TASK ITEM: Among the entries below, please repeat exactly and only the lines from the line containing "Where can the open" to the line containing "Where can the harvested", both lines included.

··· RECORDS PROVIDED

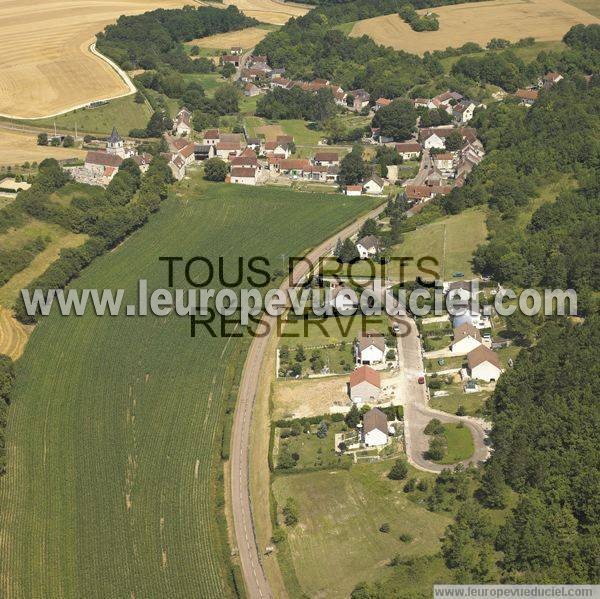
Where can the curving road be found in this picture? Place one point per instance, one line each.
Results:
(256, 581)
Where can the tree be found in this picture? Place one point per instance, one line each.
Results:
(396, 120)
(454, 140)
(399, 470)
(226, 99)
(353, 169)
(215, 169)
(352, 417)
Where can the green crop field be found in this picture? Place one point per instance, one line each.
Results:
(337, 542)
(113, 482)
(123, 113)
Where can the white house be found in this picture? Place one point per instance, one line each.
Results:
(374, 185)
(353, 190)
(367, 247)
(408, 150)
(466, 339)
(243, 176)
(370, 348)
(484, 364)
(375, 428)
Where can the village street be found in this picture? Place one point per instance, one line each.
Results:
(417, 412)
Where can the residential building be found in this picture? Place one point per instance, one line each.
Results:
(466, 339)
(367, 247)
(370, 348)
(243, 176)
(364, 385)
(374, 185)
(484, 364)
(375, 428)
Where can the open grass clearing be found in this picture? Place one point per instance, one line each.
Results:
(545, 20)
(18, 147)
(116, 421)
(45, 60)
(337, 542)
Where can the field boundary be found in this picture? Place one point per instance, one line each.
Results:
(122, 74)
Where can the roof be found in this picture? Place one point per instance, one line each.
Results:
(408, 146)
(103, 159)
(482, 354)
(466, 330)
(375, 419)
(369, 241)
(326, 157)
(377, 179)
(365, 373)
(238, 171)
(371, 338)
(527, 94)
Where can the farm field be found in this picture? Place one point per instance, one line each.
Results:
(44, 58)
(546, 20)
(336, 543)
(17, 147)
(246, 38)
(115, 424)
(122, 113)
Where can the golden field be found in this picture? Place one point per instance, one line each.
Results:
(246, 38)
(45, 64)
(17, 147)
(546, 20)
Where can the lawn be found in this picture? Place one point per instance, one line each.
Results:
(337, 542)
(116, 422)
(123, 113)
(459, 443)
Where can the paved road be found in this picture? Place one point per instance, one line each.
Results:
(256, 581)
(417, 412)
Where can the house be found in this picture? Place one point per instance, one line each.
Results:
(273, 148)
(243, 176)
(251, 90)
(227, 149)
(375, 428)
(466, 339)
(527, 96)
(211, 137)
(367, 247)
(463, 112)
(551, 79)
(484, 364)
(374, 185)
(204, 152)
(361, 99)
(380, 103)
(353, 190)
(408, 150)
(231, 59)
(182, 124)
(370, 348)
(444, 162)
(326, 159)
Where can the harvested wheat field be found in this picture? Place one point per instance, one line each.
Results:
(246, 38)
(13, 334)
(17, 147)
(546, 20)
(45, 63)
(269, 11)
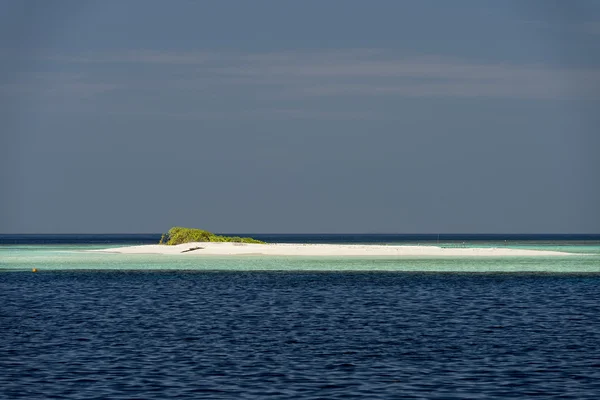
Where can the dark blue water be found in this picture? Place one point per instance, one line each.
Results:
(246, 335)
(301, 238)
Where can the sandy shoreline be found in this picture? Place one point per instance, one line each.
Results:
(291, 249)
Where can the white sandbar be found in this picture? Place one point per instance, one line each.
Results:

······

WRITTEN ANSWER:
Where can the open grass clearing be found in this picture? Place one point per instance, one line each.
Results:
(545, 20)
(18, 147)
(116, 421)
(45, 60)
(337, 542)
Where can the field boundary be found in this picture? Place one point per instance, one line each.
Results:
(122, 74)
Where can the roof be found in this picture? Place one point per instance, one line each.
Results:
(408, 146)
(103, 159)
(482, 354)
(466, 330)
(375, 419)
(369, 241)
(326, 157)
(377, 179)
(365, 373)
(238, 171)
(371, 338)
(527, 94)
Where can the farm field be found in this picture? Place one point per instance, one line each.
Results:
(44, 58)
(546, 20)
(336, 543)
(17, 147)
(246, 38)
(115, 424)
(122, 113)
Where can the golden field be found in this picture? Place one point per instance, one line each.
Results:
(246, 38)
(45, 64)
(17, 147)
(546, 20)
Where can the lawn be found in this picture? Place one point per instance, one line each.
Results:
(337, 542)
(116, 422)
(123, 113)
(459, 443)
Where can the paved road be found in this picture? Place one point per instance, one line each.
Results:
(256, 581)
(417, 412)
Where can the house be found in this picture? Place one point per instance, one line each.
Results:
(273, 148)
(243, 176)
(251, 90)
(227, 149)
(375, 428)
(466, 339)
(527, 96)
(211, 137)
(367, 247)
(463, 112)
(551, 79)
(484, 364)
(374, 185)
(204, 152)
(361, 99)
(380, 103)
(353, 190)
(408, 150)
(231, 59)
(182, 124)
(370, 348)
(444, 162)
(326, 159)
Where can the harvested wheat field be found in this picture? Place one point per instance, one line each.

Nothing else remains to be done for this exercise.